**Data excerpts:**

= = =

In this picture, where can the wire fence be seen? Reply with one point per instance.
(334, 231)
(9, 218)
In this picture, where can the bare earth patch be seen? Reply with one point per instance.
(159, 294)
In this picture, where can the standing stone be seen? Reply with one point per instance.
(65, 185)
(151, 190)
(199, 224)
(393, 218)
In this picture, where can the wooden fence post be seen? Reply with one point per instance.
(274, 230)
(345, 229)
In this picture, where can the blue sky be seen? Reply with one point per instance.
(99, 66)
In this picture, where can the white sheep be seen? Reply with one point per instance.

= = =

Restate the records from above exactly as they read.

In this picture, where can the wire fence be seen? Reply with one point per instance.
(334, 231)
(9, 218)
In this picture, where can the bare earth patch be seen? Reply with one point per instance.
(159, 294)
In this picture, where can the standing stone be seen? Reply with one point per instance.
(65, 185)
(151, 190)
(199, 224)
(393, 218)
In this picture, where can the wooden fence post be seen? Reply with one point per instance.
(274, 230)
(345, 229)
In this picture, where can the blue sky be seen? Reply with one point per instance.
(99, 66)
In this picture, where can the white sheep be seen? Reply with one point per instance.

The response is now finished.